> _Problem to work on_: Filter the records, keeping every line that has the string "shoulder".

*** Opening Data under study ***

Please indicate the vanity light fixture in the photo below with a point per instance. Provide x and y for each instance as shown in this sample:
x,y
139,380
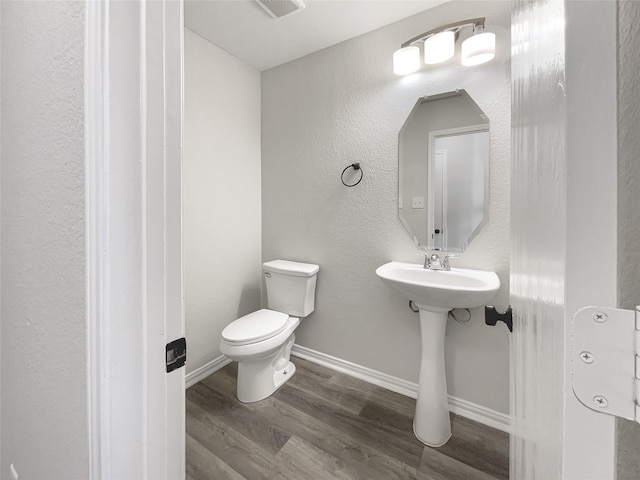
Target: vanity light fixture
x,y
439,46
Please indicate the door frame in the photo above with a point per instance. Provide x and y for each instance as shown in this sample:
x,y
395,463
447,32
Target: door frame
x,y
133,182
564,257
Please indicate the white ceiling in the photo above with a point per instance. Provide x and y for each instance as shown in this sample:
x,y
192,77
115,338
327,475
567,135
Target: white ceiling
x,y
245,30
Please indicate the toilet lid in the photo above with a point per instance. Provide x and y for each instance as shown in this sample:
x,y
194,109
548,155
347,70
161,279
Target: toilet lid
x,y
255,327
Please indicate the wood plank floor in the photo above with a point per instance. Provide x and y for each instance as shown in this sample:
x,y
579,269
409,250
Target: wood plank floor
x,y
323,425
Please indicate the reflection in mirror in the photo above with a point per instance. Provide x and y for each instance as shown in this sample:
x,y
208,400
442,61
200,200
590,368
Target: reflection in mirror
x,y
443,171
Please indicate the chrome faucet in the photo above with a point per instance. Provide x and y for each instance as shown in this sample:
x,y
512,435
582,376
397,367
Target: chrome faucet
x,y
432,261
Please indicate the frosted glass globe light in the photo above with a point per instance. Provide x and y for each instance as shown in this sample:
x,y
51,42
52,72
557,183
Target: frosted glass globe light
x,y
406,60
439,47
480,48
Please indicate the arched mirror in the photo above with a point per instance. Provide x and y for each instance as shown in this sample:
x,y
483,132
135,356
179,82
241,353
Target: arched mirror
x,y
443,167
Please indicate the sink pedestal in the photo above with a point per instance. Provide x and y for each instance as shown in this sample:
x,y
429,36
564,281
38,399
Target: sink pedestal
x,y
431,423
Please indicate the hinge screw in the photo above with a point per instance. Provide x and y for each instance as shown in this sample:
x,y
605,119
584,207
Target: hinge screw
x,y
601,401
586,357
600,317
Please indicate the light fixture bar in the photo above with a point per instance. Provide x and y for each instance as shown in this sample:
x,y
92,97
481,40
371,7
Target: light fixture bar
x,y
476,22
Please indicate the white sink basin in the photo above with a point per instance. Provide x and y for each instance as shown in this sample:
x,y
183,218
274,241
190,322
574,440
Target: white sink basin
x,y
440,289
436,292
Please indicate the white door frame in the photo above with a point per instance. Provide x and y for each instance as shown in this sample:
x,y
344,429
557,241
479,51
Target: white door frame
x,y
133,138
564,205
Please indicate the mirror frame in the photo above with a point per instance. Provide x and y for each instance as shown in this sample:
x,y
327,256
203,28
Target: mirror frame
x,y
432,135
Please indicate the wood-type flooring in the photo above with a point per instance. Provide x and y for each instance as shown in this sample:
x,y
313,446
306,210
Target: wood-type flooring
x,y
324,425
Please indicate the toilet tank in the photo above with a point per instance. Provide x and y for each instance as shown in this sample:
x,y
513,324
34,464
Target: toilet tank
x,y
291,286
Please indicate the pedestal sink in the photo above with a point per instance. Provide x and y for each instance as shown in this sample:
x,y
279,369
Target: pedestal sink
x,y
436,292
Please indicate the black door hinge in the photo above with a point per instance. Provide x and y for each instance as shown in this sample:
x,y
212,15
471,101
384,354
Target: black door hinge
x,y
176,354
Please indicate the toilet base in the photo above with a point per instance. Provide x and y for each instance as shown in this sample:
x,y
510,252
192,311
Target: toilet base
x,y
257,381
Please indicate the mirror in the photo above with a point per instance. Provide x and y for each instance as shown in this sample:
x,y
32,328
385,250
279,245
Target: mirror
x,y
443,171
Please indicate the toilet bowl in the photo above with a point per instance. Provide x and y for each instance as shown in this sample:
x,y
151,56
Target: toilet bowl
x,y
263,362
261,341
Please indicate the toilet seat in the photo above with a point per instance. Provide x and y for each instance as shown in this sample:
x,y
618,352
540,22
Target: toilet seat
x,y
255,327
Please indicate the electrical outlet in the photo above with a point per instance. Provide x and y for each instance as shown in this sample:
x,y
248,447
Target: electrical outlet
x,y
417,202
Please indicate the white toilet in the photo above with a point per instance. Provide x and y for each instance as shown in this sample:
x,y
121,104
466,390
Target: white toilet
x,y
261,341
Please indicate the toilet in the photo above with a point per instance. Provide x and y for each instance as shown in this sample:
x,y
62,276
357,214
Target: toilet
x,y
261,341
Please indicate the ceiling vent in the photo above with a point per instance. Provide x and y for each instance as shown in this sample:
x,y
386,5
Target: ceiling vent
x,y
280,8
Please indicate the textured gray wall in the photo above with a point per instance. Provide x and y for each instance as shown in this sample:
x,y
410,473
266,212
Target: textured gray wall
x,y
44,406
342,105
221,195
628,201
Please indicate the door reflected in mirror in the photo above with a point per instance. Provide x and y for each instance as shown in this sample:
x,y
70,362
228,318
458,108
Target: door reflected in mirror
x,y
443,171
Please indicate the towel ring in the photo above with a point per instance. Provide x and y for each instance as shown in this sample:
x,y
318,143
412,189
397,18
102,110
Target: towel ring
x,y
356,167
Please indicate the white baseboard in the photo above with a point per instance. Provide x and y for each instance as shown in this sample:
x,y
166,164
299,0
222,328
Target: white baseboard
x,y
205,370
458,406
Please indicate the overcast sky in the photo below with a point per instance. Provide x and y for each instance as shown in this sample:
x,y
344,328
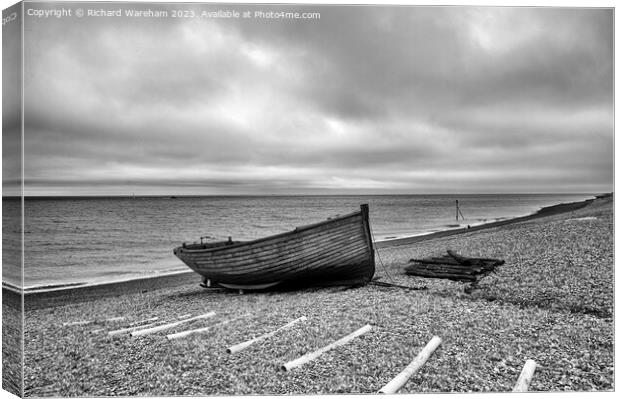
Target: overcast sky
x,y
363,100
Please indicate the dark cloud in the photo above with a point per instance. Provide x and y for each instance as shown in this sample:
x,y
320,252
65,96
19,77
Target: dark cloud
x,y
377,99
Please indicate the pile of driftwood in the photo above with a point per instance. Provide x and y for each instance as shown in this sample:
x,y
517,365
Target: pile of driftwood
x,y
453,267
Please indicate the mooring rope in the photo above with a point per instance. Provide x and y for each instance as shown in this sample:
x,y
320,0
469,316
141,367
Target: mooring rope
x,y
372,235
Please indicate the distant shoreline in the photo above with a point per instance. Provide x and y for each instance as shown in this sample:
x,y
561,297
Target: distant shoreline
x,y
71,292
545,211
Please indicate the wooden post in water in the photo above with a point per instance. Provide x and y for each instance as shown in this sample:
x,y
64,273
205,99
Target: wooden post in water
x,y
525,378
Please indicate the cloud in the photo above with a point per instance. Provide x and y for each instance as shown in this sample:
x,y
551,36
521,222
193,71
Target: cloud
x,y
382,99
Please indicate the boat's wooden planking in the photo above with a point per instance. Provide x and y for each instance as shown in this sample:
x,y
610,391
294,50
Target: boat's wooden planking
x,y
340,249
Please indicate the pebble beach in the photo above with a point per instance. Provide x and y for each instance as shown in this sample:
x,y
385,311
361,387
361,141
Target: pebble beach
x,y
552,301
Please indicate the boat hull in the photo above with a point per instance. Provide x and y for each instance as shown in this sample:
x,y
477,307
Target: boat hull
x,y
337,251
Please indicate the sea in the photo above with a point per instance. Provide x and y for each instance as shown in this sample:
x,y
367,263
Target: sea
x,y
76,241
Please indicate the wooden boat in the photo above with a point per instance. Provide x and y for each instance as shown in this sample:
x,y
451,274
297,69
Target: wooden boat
x,y
338,251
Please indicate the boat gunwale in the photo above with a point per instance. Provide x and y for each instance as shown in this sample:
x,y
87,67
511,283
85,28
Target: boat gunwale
x,y
297,230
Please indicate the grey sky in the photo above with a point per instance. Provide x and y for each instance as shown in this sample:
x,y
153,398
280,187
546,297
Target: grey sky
x,y
364,100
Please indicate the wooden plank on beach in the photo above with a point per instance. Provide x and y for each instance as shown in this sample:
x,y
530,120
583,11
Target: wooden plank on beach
x,y
87,322
525,378
313,355
152,330
243,345
78,323
401,379
136,323
203,329
130,329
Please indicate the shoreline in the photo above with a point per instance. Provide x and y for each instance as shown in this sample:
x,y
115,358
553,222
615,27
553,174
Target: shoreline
x,y
68,293
543,212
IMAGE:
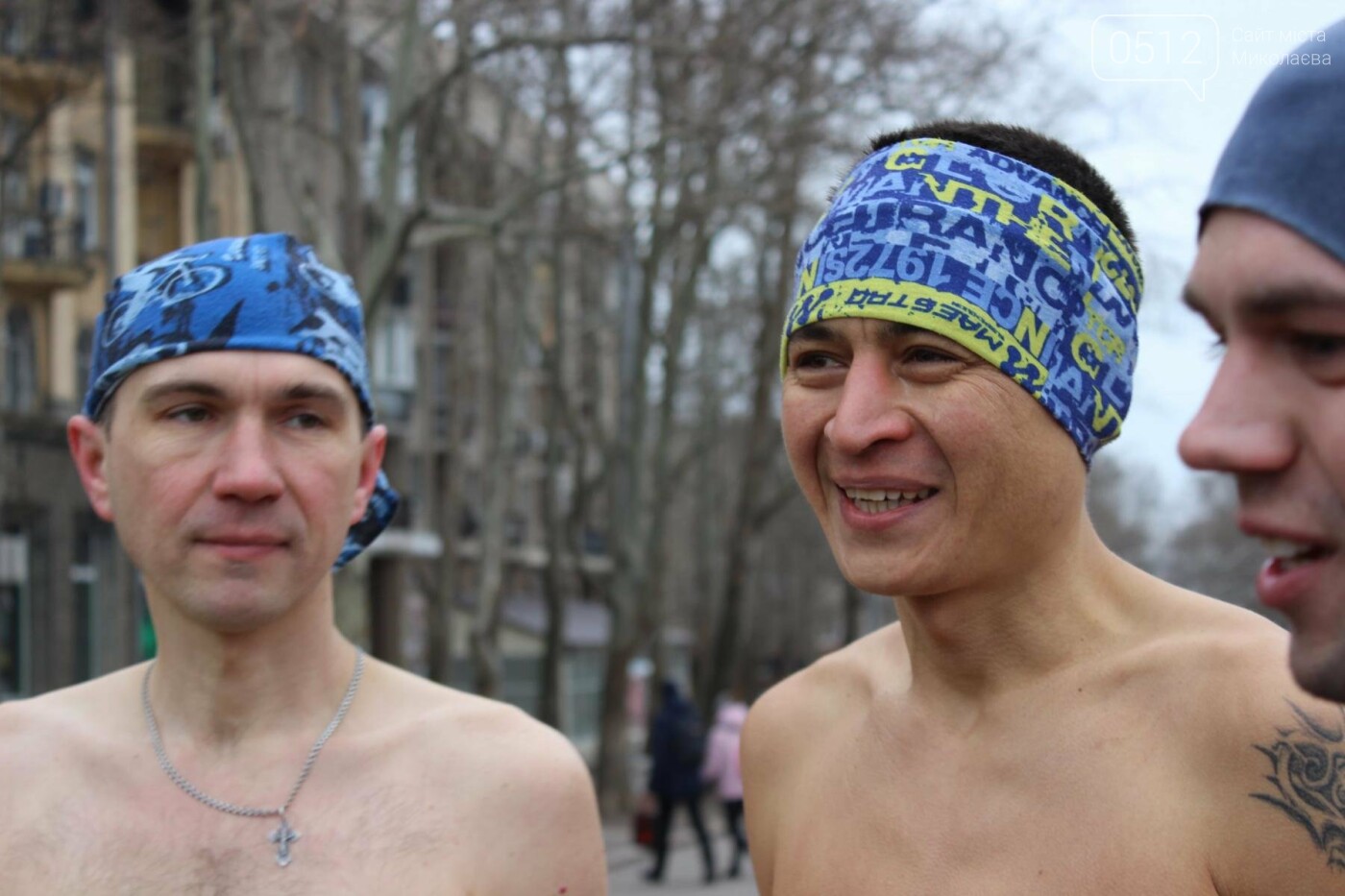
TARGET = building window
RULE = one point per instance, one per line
(89, 545)
(13, 584)
(20, 382)
(524, 682)
(86, 202)
(584, 673)
(394, 341)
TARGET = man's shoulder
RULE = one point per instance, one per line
(1216, 646)
(450, 725)
(822, 695)
(66, 729)
(64, 715)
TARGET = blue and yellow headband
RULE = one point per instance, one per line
(266, 292)
(994, 254)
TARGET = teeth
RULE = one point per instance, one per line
(876, 500)
(1284, 549)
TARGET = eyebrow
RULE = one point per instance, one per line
(820, 332)
(205, 389)
(1277, 301)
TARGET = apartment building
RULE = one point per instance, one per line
(100, 174)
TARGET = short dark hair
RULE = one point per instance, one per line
(1024, 144)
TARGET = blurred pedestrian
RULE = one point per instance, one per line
(723, 770)
(676, 748)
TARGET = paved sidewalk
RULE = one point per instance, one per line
(628, 861)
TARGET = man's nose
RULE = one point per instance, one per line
(870, 409)
(1240, 428)
(246, 467)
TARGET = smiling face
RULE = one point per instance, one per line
(232, 478)
(928, 469)
(1275, 419)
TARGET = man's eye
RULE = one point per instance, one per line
(1318, 346)
(192, 413)
(813, 361)
(928, 354)
(305, 422)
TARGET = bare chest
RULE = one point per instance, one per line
(373, 839)
(1073, 815)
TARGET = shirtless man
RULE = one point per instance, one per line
(1270, 278)
(229, 436)
(1045, 718)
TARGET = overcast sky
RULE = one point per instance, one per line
(1159, 141)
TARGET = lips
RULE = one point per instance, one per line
(876, 505)
(1297, 564)
(877, 500)
(242, 545)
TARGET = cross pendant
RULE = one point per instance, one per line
(282, 837)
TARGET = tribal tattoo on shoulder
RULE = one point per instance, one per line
(1308, 779)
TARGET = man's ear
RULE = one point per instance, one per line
(370, 462)
(89, 449)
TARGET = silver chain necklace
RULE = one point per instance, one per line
(284, 835)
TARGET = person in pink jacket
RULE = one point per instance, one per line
(721, 768)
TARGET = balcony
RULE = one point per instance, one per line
(163, 121)
(44, 58)
(43, 252)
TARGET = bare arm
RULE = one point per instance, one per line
(763, 747)
(1281, 785)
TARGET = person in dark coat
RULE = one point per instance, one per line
(676, 748)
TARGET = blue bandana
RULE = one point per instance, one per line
(1286, 159)
(266, 292)
(994, 254)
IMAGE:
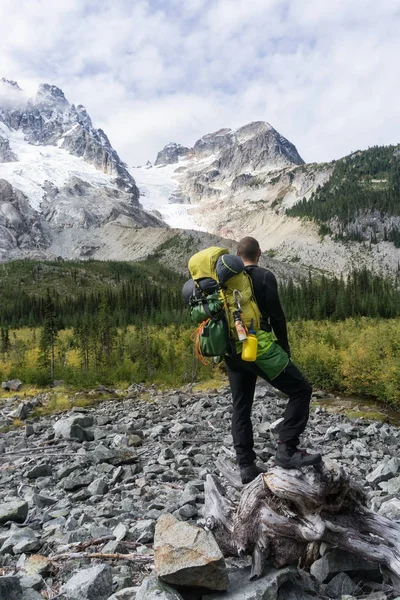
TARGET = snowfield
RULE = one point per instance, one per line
(37, 164)
(157, 185)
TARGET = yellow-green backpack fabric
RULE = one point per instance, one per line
(203, 265)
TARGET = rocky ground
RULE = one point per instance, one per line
(81, 492)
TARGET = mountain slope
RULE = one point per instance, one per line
(253, 182)
(58, 172)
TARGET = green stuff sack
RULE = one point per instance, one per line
(218, 303)
(203, 309)
(211, 338)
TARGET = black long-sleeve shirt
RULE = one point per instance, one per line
(266, 293)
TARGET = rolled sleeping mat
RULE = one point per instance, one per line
(208, 285)
(188, 291)
(228, 266)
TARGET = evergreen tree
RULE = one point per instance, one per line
(48, 336)
(5, 341)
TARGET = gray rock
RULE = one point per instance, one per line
(265, 588)
(384, 471)
(74, 428)
(89, 584)
(340, 585)
(125, 594)
(40, 471)
(10, 588)
(188, 555)
(12, 385)
(98, 487)
(154, 588)
(22, 411)
(188, 511)
(392, 486)
(337, 561)
(16, 510)
(20, 541)
(143, 531)
(31, 594)
(391, 509)
(78, 481)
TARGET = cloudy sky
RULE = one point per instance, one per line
(325, 74)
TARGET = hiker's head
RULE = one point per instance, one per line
(249, 250)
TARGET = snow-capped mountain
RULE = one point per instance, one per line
(60, 177)
(237, 183)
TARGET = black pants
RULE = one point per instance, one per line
(242, 379)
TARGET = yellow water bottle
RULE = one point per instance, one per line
(249, 348)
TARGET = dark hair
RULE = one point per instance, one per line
(248, 248)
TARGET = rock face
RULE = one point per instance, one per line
(186, 555)
(96, 494)
(49, 119)
(171, 154)
(242, 182)
(20, 225)
(6, 154)
(58, 172)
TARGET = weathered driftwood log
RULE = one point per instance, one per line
(284, 515)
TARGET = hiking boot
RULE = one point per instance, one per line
(249, 472)
(291, 457)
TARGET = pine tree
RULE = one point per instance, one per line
(48, 336)
(5, 341)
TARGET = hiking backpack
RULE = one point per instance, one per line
(220, 288)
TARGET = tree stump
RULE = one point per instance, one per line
(284, 515)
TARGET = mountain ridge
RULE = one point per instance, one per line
(58, 172)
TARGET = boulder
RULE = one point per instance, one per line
(340, 585)
(384, 471)
(154, 588)
(10, 588)
(12, 385)
(94, 583)
(74, 428)
(44, 470)
(187, 555)
(265, 588)
(337, 561)
(22, 411)
(143, 531)
(16, 510)
(391, 509)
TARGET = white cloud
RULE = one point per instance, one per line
(324, 74)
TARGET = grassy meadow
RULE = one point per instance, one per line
(357, 356)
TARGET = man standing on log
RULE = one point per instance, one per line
(243, 375)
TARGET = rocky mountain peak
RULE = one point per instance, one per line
(212, 143)
(171, 153)
(50, 119)
(10, 83)
(52, 94)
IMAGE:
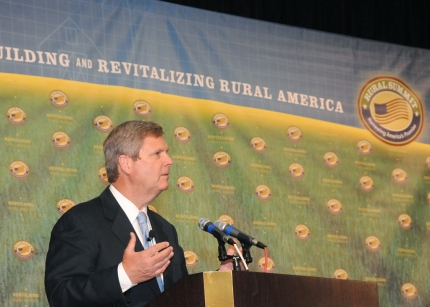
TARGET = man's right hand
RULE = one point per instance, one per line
(144, 265)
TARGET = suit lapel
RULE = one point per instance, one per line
(121, 225)
(161, 236)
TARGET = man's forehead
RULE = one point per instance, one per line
(154, 141)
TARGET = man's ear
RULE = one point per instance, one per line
(124, 164)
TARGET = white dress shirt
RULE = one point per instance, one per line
(131, 211)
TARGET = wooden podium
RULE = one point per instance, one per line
(247, 289)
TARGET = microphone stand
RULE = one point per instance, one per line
(222, 254)
(246, 253)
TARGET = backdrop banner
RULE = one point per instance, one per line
(315, 144)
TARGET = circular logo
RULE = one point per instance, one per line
(302, 232)
(296, 171)
(103, 123)
(372, 244)
(142, 108)
(409, 291)
(191, 259)
(399, 175)
(364, 147)
(102, 174)
(16, 116)
(60, 140)
(258, 144)
(220, 121)
(64, 204)
(221, 159)
(391, 111)
(294, 134)
(226, 218)
(19, 169)
(270, 265)
(341, 274)
(366, 183)
(263, 192)
(24, 250)
(334, 206)
(405, 221)
(58, 99)
(152, 208)
(182, 135)
(185, 184)
(331, 160)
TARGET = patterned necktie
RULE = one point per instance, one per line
(142, 220)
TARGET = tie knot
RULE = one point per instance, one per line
(141, 218)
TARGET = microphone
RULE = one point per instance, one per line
(151, 235)
(244, 238)
(208, 226)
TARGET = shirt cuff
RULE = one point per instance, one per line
(124, 281)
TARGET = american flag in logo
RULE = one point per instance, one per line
(386, 113)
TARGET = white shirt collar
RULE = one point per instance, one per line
(127, 206)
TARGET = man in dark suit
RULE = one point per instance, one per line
(96, 255)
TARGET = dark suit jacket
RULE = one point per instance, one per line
(87, 244)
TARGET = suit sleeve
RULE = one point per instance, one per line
(71, 276)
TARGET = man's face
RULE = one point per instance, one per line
(150, 172)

*** Closing Data under study ***

> _Exercise result_:
TARGET = man's shoulder
TARGET = tribal tattoo on shoulder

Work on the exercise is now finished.